[Passage shown — start]

YASMIN: Right. It's so confusing. And actually what CDC has previously produced is this nine page checklist with details about how to clean schools, how to do physical distancing, but also these kinds of different guidelines for different contexts. So for example, if you're a school in Dallas County, Texas, which is seeing a massive surge, versus if you're a school somewhere in Massachusetts, whether state is broadly seeing a decline in cases.

But I think also what we saw she didn't give a very clear answer to that question. And the reason for that probably is because we just don't know the NIH has right now, doing a really big study called the hero study, trying to understand the role of children in the spread of this virus. It's too soon to say exactly what role they play.

[Passage shown — finish]

**Work to be completed**
List everything the transcript excerpt above says the CDC's nine-page checklist contains.

[Dataset entries — start]

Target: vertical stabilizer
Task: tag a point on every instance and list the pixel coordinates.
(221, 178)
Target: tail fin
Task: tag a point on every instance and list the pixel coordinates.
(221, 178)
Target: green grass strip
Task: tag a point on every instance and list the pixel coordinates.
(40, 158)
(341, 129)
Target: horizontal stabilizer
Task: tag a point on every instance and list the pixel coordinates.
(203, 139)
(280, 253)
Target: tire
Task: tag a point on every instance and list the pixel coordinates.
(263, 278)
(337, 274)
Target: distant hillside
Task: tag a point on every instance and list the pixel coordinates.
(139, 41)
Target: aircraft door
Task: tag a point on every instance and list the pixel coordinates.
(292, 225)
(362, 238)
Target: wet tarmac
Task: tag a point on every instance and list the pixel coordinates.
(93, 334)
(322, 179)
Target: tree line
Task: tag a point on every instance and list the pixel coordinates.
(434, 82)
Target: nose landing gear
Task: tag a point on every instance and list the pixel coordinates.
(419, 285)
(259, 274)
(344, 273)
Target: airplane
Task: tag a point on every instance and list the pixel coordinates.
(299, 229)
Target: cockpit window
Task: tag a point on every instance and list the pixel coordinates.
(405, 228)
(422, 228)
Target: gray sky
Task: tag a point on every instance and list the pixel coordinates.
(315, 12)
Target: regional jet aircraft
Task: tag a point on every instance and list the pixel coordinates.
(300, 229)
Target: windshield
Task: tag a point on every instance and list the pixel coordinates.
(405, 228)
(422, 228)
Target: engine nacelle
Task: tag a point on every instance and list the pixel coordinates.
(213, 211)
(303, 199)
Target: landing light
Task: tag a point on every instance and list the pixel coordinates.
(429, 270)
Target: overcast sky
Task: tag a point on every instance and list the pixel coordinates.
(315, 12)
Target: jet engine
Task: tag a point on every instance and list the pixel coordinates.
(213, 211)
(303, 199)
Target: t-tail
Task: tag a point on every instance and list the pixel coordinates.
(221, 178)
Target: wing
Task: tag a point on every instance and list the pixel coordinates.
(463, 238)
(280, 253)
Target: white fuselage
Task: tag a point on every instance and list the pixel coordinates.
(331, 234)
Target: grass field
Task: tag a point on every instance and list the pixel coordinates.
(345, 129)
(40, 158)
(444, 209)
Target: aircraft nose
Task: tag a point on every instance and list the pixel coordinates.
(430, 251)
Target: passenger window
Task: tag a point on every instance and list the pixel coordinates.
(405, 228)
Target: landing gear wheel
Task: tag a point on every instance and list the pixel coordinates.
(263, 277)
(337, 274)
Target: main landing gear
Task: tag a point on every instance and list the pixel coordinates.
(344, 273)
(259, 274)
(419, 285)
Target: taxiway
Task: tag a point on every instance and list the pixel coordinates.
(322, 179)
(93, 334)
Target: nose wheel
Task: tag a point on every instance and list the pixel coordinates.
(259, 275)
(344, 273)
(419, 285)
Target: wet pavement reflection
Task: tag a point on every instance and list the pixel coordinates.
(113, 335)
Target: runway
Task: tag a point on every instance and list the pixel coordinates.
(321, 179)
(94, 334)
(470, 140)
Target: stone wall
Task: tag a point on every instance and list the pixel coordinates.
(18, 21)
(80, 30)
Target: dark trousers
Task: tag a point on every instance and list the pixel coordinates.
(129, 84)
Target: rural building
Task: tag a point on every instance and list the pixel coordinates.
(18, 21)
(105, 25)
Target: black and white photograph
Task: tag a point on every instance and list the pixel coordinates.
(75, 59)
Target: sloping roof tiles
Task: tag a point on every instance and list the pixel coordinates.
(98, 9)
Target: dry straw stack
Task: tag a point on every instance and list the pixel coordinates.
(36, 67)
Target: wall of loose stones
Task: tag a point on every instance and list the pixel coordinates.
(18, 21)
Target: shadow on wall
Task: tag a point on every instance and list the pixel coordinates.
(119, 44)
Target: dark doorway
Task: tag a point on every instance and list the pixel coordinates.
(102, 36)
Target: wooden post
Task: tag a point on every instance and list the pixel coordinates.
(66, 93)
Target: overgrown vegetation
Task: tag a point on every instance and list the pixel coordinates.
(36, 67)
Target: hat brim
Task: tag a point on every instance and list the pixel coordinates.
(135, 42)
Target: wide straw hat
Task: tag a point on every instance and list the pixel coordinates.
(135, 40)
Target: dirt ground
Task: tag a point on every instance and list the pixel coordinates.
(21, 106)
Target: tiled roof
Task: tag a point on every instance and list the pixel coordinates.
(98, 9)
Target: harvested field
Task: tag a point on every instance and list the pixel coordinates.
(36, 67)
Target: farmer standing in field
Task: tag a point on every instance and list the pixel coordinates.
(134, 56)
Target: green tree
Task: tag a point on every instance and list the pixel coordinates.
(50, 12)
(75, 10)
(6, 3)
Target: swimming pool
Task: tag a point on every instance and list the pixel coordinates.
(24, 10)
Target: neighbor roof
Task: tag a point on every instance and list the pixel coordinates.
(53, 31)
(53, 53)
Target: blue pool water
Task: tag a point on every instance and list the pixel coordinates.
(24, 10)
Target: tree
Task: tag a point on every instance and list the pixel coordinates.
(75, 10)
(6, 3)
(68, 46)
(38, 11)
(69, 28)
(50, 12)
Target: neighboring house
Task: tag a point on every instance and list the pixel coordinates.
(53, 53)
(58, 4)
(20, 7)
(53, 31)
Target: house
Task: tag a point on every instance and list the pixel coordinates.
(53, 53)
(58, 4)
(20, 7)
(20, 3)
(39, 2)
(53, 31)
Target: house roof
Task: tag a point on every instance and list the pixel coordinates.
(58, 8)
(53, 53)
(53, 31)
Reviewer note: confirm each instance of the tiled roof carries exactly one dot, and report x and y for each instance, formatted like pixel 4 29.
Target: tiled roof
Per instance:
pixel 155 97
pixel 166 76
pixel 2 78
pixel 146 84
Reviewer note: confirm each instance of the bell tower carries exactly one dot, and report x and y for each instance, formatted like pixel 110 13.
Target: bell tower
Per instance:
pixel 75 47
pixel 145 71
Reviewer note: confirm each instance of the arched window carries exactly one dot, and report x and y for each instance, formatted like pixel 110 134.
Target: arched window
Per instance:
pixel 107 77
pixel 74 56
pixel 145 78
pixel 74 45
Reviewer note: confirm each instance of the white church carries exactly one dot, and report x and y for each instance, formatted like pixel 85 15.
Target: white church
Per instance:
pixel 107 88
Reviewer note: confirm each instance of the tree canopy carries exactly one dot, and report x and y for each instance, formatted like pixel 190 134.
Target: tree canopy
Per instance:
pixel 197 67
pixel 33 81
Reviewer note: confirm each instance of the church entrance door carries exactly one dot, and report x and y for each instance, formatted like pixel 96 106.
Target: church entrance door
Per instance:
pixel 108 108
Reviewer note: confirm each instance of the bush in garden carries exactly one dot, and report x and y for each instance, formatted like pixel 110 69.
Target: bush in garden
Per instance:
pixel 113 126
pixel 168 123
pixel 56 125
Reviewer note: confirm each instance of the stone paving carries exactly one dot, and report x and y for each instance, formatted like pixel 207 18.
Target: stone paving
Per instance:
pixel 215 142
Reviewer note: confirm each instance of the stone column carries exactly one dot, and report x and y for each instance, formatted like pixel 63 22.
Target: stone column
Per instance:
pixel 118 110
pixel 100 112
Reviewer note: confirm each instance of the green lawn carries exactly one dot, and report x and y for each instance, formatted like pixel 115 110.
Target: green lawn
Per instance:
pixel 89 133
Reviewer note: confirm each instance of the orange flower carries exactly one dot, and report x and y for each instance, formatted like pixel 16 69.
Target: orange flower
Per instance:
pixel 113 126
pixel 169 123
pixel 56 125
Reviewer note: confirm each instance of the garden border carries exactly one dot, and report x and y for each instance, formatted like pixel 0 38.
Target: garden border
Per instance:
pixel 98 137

[Dataset entries — finish]

**Answer to the exercise**
- Details about how to clean schools
- Details about how to do physical distancing
- Different guidelines for different contexts, such as a school in Dallas County, Texas, which is seeing a massive surge, versus a school in Massachusetts, where cases are broadly declining